» **EXERCISE PROMPT**: Please write out all the entries exactly, without the pictures.

··········

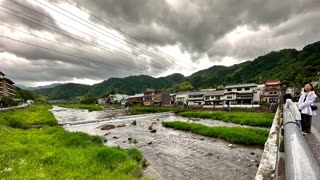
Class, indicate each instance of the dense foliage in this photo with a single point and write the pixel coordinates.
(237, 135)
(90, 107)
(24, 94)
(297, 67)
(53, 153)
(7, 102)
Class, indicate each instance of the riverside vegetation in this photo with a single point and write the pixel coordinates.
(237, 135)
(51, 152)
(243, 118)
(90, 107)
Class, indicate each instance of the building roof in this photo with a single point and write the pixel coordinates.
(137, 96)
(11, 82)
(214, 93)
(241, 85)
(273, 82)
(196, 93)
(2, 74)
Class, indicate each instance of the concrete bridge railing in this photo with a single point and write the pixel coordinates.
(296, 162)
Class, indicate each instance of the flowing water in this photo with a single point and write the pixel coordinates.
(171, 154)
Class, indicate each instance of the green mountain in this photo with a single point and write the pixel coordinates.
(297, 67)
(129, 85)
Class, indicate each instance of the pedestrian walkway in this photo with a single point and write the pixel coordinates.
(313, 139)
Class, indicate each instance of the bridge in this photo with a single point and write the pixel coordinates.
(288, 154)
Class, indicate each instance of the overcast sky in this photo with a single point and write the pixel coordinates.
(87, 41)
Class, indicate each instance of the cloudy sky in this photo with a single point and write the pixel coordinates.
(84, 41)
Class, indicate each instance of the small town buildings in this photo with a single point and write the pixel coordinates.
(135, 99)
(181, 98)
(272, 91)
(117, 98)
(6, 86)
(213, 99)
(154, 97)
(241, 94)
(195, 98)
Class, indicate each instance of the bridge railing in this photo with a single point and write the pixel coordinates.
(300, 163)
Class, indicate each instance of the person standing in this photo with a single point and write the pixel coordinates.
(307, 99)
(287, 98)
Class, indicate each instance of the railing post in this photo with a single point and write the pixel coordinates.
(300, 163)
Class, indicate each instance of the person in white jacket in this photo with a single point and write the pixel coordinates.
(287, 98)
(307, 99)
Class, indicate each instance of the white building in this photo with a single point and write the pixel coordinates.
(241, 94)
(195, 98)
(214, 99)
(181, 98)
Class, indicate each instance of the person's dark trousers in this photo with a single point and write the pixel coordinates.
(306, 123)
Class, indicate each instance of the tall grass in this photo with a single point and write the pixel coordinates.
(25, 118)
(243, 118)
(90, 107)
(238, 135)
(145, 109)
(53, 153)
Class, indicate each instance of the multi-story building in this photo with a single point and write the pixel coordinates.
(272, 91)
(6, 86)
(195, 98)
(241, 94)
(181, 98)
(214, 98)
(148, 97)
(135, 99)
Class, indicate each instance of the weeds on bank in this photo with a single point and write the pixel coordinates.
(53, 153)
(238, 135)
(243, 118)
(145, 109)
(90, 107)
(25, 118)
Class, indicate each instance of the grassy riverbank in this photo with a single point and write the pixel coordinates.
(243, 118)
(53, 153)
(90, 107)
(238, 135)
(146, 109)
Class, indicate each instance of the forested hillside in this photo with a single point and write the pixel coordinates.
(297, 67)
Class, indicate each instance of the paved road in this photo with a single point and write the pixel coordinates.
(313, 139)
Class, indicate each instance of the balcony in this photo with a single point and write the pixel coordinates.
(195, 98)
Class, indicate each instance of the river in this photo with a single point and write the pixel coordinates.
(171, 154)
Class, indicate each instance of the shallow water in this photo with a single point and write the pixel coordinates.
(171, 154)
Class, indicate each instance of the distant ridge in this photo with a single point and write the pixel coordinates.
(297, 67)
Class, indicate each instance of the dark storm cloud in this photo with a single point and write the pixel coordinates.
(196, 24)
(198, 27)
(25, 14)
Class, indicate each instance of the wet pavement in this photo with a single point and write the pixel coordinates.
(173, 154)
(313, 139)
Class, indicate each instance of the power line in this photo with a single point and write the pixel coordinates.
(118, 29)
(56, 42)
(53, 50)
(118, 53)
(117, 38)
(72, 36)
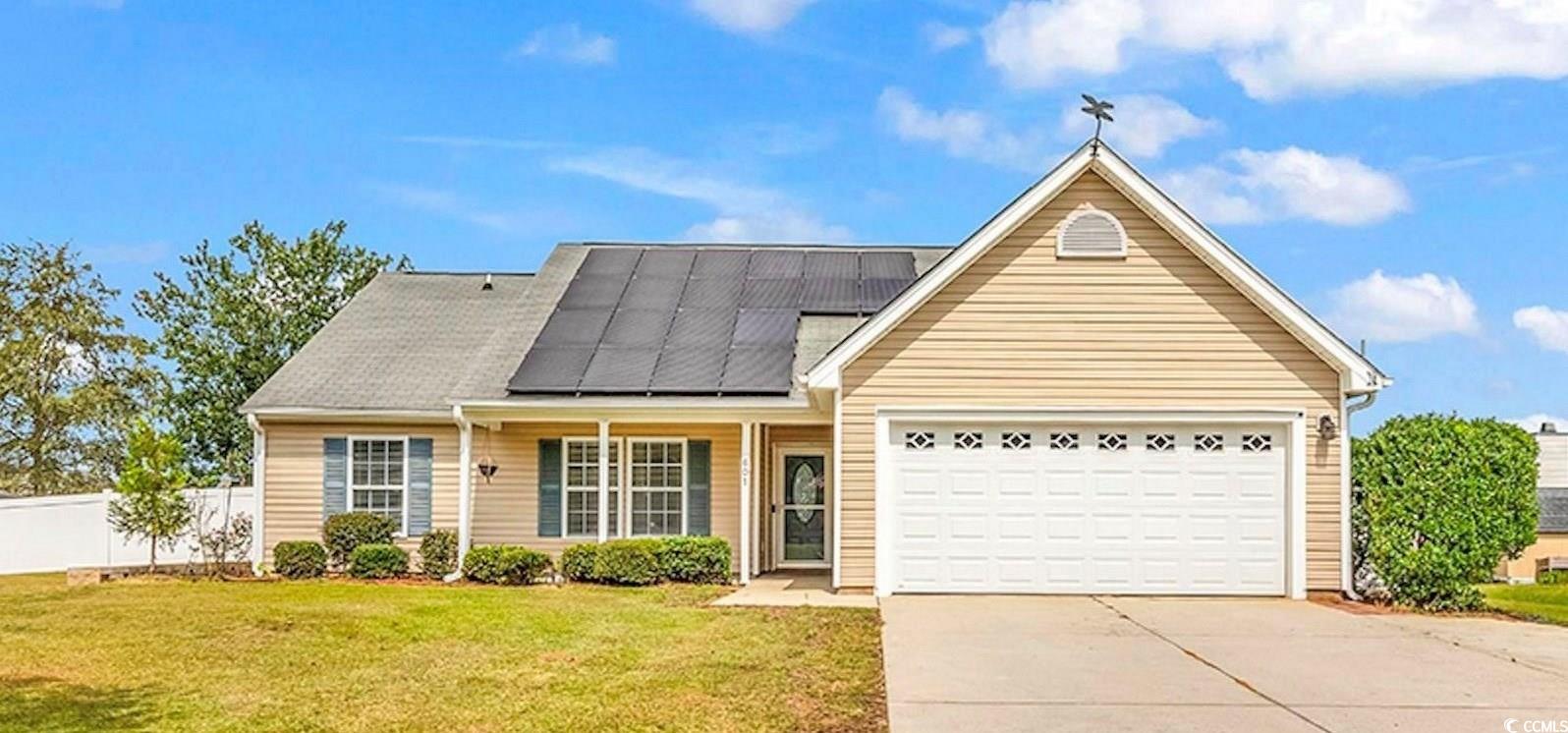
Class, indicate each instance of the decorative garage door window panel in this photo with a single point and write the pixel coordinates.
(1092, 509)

··········

» **YOUR RESPONSE**:
Class, indicate each instance of the dense foliage in this photo with a single point and write the pixel coordinates.
(237, 135)
(90, 107)
(24, 94)
(297, 67)
(53, 153)
(7, 102)
Class, indicate each instance of the riverside vegetation in this photo with a single point and write the pixel coordinates.
(237, 135)
(51, 152)
(243, 118)
(90, 107)
Class, indicate each instance of the building roof in this photo with a single point and write the pixel coordinates.
(137, 96)
(11, 82)
(214, 93)
(241, 85)
(273, 82)
(196, 93)
(2, 74)
Class, indicate each instance of the concrete bridge railing in this photo with a single point and write the pixel coordinates.
(296, 162)
Class, indicate each instance of the flowing water in this photo with a single point and write the pixel coordinates.
(171, 154)
Class, indicate each instance of the green mountain in this photo with a single point and write the pixel coordinates.
(297, 67)
(129, 85)
Class, indicate each instance of the pedestrian walkway in this photo with a single point and write the pixel coordinates.
(313, 139)
Class, indicate each instance of the bridge in this photo with a single point and write the pixel coordinates.
(288, 154)
Class, indicate each instance of the overcast sky in this photo with a single point and write the pixel coordinates.
(87, 41)
Class, indicate each instance of the cloudy sky in this photo with a single point and write the pixel coordinates.
(84, 41)
Class, indicate each instance of the small town buildings in this photo with a single point and write the pixel coordinates.
(135, 99)
(181, 98)
(272, 91)
(117, 98)
(6, 86)
(213, 99)
(154, 97)
(241, 94)
(195, 98)
Class, indicate each instance of the bridge railing in this photo with a single point and write the pixel coordinates.
(300, 163)
Class, indicate each instance of the person standing in this photo with a single point and write the pixel coordinates.
(307, 99)
(287, 98)
Class, indicate each instance of the railing post in this photo with a single point and write the pixel coordinates.
(300, 163)
Class, indicate each instance of the person in white jacket in this photo with a single point and write the pixel coordinates.
(287, 98)
(307, 99)
Class, indicate each instance of the white building in this photo with a single point and write the pixel coordinates.
(241, 94)
(195, 98)
(214, 99)
(181, 98)
Class, indicate each instance of the person's dark trousers in this photo with a single point and write the pixel coordinates.
(306, 123)
Class, indicate each instance of the tall grass in this photo with a single point and write the pixel coordinates.
(25, 118)
(243, 118)
(90, 107)
(238, 135)
(145, 109)
(53, 153)
Class, indicate each instance of the multi-story building in this photo with a single point and write the pixel coordinates.
(272, 91)
(6, 86)
(195, 98)
(241, 94)
(181, 98)
(214, 98)
(148, 97)
(135, 99)
Class, indicate each instance of the weeds on bank in this photo with a single point and write the pixel coordinates.
(53, 153)
(238, 135)
(243, 118)
(145, 109)
(90, 107)
(25, 118)
Class, indicate each instance of the grassy riverbank in this photo with a single point and write the pixel coordinates.
(243, 118)
(53, 153)
(90, 107)
(238, 135)
(146, 109)
Class, indicate each instance of the forested hillside in this photo with a single point and write the pixel coordinates.
(297, 67)
Class, indicate each instance of the paved road in this photo with a single point and write the pixel coordinates.
(313, 139)
Class, indicate each instance of the balcony in this photo with a single point and write the pixel coordinates.
(195, 98)
Class, indicate each instance of the river in this photo with a single point and write the pixel coordinates.
(171, 154)
Class, indicate each instance of the shallow water in this photo with a single point and write the pixel coordinates.
(171, 154)
Class, indicate each instance of the distant ridge in this photo with a single point and write the pixel coordinates.
(297, 67)
Class, indicate each instance of the dark storm cloud in this photo with a single point and write the pixel coordinates.
(196, 24)
(198, 27)
(25, 14)
Class, indicate each instance of the wet pavement in this photo with a single point and write the pixel coordinates.
(173, 154)
(313, 139)
Class, indicate each instance of the power line in this photo with a single point and write the pixel coordinates.
(118, 29)
(56, 42)
(53, 50)
(118, 53)
(117, 38)
(72, 36)
Class, indicate each instance of the decorative garage door window panel in this photo with a single point and write the pixel coordinates.
(1092, 509)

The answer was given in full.